##### Dataset records #####

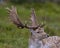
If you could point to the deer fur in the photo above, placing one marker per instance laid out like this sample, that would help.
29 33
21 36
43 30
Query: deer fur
38 38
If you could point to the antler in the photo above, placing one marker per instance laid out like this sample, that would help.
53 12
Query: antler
33 17
14 17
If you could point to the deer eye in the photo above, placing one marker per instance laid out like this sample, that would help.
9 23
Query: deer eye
37 32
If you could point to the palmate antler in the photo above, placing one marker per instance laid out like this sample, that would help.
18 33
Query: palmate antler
14 17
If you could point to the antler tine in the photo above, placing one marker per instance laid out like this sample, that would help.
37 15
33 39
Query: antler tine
33 17
14 17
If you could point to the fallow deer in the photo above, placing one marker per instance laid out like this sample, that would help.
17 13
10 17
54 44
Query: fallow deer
38 38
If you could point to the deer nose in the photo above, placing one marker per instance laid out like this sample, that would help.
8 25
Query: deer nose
47 35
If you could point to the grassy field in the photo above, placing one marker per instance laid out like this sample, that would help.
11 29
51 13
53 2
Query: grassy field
12 37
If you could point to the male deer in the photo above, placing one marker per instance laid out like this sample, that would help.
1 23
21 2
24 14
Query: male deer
38 38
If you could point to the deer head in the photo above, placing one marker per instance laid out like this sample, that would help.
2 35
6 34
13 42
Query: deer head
36 30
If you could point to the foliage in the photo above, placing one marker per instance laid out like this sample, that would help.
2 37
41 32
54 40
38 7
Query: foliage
12 37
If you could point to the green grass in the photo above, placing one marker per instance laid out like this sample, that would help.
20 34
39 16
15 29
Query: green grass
12 37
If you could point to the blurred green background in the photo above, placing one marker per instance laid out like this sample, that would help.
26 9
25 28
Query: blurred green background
47 11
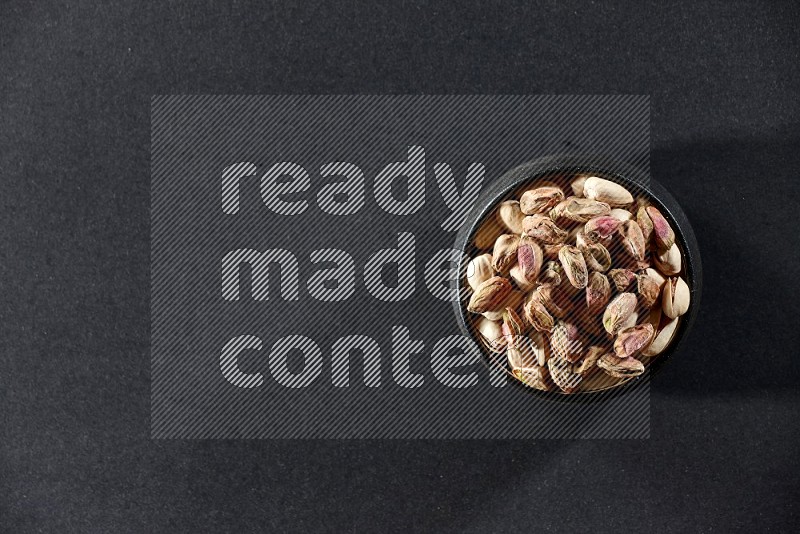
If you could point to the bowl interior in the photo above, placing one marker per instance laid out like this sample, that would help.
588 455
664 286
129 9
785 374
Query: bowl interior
638 182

#####

Stated exercise = Skip the pictures and retype exactly the lines from the one that contains "If you could point to the foliage" to the last line of the records.

Problem solution =
If you could point to the foliage in the photo above, placing one marker per instance laid out like this sample, that would help.
2 37
41 32
54 40
38 7
Query: foliage
12 37
If you could point to the green grass in the photo above, placing one marker per instance laid out like this sample, that would help.
20 34
39 16
15 29
Query: green grass
12 37
If you could point to the blurred green background in the photo above, placing one marker per instance laid out like this sample, that would help.
26 9
25 28
Query: blurred green background
47 11
If you could point to the bowl interior in the photo above, placing one marker per instance laid out like this sample, that would help.
588 455
664 286
129 9
785 374
Query: bowl interior
638 182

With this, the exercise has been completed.